**What you will do**
a - Answer these questions from the Circular excerpt:
(i) Which paragraph of the Circular sets out the remuneration of a sponsored employee?
(ii) How many years does the nursing/midwifery degree programme last?
(iii) Outside academic semesters, when are sponsored employees not required to work?
b - Rewrite the Circular excerpt from "Relevant Provisions of" to "payments where appropriate.", replacing "An Bord Altranais" with "the Nursing and Midwifery Board".
─── Page excerpt ───
Relevant Provisions of the Circular
Paragraph 15 of the Circular provides in the following terms for the remuneration of an employee sponsored under the scheme detailed in the Circular:
“A public health service employee who is sponsored in accordance with the terms of this circular will remain on the payroll of her/his public health service employer. S/he will retain her/his existing substantive salary throughout the four years of the nursing/midwifery degree programme, and will continue to be entitled to normal incremental progression up to the maximum of that scale, up until full registration with An Bord Altranais and the taking up of duty as a staff nurse. Sponsored employees will not receive any extra remuneration or allowances during the period of training other than premium payments where appropriate.
During the interim period between programme completion and full An Bord Altranais registration, participants will have an employment commitment on the terms and conditions of their substantive post.”
It is also necessary to consider the provisions of paragraph 18 of the Circular:
“Sponsored employees will be required to work during all periods outside of academic semesters, except when they are on annual leave or undertaking supernumerary clinical placements as part of the nursing/midwifery degree programme.”
─── Data excerpts ───
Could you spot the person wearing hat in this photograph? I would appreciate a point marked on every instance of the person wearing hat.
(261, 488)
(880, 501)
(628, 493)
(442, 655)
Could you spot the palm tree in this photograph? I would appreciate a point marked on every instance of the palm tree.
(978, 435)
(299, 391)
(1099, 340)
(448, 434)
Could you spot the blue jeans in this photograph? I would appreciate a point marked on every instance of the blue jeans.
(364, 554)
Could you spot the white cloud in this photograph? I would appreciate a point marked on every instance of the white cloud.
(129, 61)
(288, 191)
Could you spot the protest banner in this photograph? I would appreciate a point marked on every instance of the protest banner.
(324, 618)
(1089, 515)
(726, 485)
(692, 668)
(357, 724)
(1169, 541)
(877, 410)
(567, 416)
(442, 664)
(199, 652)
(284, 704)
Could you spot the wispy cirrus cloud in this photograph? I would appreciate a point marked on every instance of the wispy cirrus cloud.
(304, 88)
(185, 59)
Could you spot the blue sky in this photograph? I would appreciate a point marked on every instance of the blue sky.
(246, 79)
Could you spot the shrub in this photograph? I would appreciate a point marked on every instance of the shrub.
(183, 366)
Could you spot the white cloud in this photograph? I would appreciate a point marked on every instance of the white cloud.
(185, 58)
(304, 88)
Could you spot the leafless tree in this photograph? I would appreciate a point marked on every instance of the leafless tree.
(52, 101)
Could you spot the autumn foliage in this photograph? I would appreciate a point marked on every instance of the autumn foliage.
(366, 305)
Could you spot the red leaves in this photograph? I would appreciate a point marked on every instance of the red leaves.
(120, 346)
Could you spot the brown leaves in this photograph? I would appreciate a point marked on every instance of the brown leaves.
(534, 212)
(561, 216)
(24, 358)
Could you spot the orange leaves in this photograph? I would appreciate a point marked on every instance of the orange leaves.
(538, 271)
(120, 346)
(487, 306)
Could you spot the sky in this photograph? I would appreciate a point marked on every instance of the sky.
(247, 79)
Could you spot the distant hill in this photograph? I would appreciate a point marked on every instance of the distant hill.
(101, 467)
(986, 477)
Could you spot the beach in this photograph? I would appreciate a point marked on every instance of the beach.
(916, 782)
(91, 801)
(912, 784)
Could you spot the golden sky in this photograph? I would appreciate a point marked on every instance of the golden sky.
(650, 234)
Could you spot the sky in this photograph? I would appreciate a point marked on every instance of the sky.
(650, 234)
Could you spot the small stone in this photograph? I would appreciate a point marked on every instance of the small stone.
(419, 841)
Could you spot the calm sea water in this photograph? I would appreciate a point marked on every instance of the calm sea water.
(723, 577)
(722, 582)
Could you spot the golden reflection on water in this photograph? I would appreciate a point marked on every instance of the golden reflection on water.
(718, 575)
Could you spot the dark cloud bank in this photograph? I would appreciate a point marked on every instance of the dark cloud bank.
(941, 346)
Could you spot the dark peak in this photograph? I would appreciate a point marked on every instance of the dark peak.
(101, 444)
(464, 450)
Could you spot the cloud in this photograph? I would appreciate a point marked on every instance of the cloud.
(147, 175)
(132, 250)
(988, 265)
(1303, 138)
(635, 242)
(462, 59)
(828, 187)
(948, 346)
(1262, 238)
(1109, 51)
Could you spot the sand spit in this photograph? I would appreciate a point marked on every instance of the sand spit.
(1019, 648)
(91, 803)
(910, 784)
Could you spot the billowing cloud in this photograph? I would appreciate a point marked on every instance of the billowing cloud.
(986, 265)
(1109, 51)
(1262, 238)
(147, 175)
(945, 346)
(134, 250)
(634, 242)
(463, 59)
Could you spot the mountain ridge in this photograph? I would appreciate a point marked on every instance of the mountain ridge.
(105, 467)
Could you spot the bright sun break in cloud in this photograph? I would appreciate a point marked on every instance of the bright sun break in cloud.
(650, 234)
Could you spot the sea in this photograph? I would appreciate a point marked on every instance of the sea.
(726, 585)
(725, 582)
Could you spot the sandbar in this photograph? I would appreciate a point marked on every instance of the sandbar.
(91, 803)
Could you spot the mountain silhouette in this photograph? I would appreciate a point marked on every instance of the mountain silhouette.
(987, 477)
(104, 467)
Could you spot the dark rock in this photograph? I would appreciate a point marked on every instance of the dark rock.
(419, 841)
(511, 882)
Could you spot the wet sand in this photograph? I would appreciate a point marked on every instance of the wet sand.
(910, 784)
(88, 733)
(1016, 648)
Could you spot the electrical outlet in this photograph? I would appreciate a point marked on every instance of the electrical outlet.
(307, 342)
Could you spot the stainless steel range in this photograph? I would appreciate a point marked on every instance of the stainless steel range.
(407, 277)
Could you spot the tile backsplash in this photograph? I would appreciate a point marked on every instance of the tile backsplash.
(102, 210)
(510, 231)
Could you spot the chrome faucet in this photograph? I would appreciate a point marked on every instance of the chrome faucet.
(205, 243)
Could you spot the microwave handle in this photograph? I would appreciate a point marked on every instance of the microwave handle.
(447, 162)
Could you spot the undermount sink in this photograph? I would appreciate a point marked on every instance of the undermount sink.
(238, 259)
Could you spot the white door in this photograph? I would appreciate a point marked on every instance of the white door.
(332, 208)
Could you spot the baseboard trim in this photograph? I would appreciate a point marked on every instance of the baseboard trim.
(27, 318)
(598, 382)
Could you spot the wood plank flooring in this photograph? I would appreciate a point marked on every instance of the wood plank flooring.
───
**Solutions**
a -
(i) Paragraph 15.
(ii) Four years.
(iii) When they are on annual leave or undertaking supernumerary clinical placements as part of the nursing/midwifery degree programme.

b -
Relevant Provisions of the Circular
Paragraph 15 of the Circular provides in the following terms for the remuneration of an employee sponsored under the scheme detailed in the Circular:
“A public health service employee who is sponsored in accordance with the terms of this circular will remain on the payroll of her/his public health service employer. S/he will retain her/his existing substantive salary throughout the four years of the nursing/midwifery degree programme, and will continue to be entitled to normal incremental progression up to the maximum of that scale, up until full registration with the Nursing and Midwifery Board and the taking up of duty as a staff nurse. Sponsored employees will not receive any extra remuneration or allowances during the period of training other than premium payments where appropriate.